##### Extrait présenté #####

Le contenu des obligations du médecin des articles 37 et 38 du code déontologie médicale rappelle bien ces notions de prise en charge globale du patient "le médecin doit s'efforcer de soulager ces souffrances" "il doit accompagner son patient".
Les soins palliatifs visent à diminuer ou à supprimer les symptômes d'une maladie lorsqu'il est permis d'affirmer que les diverses thérapeutiques possibles à visée curative sont devenus raisonnablement inefficaces pour obtenir la guérison de l'affection en cause (Charte des soins palliatifs élaborée par l'ASP).
Les soins palliatifs ont pour fonction de contrôler la douleur et les autres symptômes d'inconfort en préservant la relation du patient avec son entourage.
- Soins palliatifs et respect de la vie
L'intention première est de faciliter le passage à la vie à la mort en soulageant le patient. Mais soulager ne signifie pas ipso facto de lui donner la mort. Les soins palliatifs ne hâtent ni ne retardent le décès. Leur but est de préserver la meilleure qualité de vie possible jusqu'à la mort (définition de la société française d'accompagnement et de soins palliatifs 1992).
- Soins palliatifs et décisions de justice
- Un médecin peut il délibérément provoquer la mort de son patient ?
Il a été jugé par la cour de cassation, chambre criminelle (1997), la décision d'arrêter la réanimation de la patiente qui a rendu inévitable et irréversible le processus mortel constituent un homicide involontaire.
La cour de cassation condamne la décision d'arrêter précipitamment les soins. Habituellement, l'arrêt des soins ou de la réanimation d'un patient est décidé en accord avec toute l'équipe médicale et soignante et la famille. Or en l'espèce, la décision était prise unilatéralement par l'anesthésiste. Cette décision avait d'ailleurs choquée les infirmières qui ont porté les faits à la connaissance de la direction de l'hôpital qui a alors informé le parquet. L'homicide involontaire est caractérisé parce que le médecin anesthésiste s'est arrogé unilatéralement le droit de précipiter une mort inéluctable.

##### Données #####

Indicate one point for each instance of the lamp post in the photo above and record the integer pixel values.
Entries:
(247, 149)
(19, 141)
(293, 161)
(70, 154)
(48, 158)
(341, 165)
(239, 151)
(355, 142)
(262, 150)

#####

- **Activité A**
Résumez en deux phrases le texte sur les soins palliatifs.
- **Activité B**
Recopiez, dans le texte sur les soins palliatifs, le passage allant de « Il a été jugé » jusqu'à « un homicide involontaire. ».
- **Activité C**
D'après le texte sur les soins palliatifs, qui a informé le parquet dans l'affaire jugée par la Cour de cassation ?
Les lignes n'interviennent pas dans ce travail.

- **Résultat de l'exercice A**
Les soins palliatifs visent à soulager les symptômes d'une maladie lorsque les traitements curatifs sont devenus inefficaces ; ils ne hâtent ni ne retardent le décès et cherchent à préserver la meilleure qualité de vie possible jusqu'à la mort. En 1997, la Cour de cassation a jugé que la décision d'arrêter la réanimation d'une patiente, prise unilatéralement par un anesthésiste, constituait un homicide involontaire.

- **Résultat de l'exercice B**
Il a été jugé par la cour de cassation, chambre criminelle (1997), la décision d'arrêter la réanimation de la patiente qui a rendu inévitable et irréversible le processus mortel constituent un homicide involontaire.

- **Résultat de l'exercice C**
La direction de l'hôpital a informé le parquet.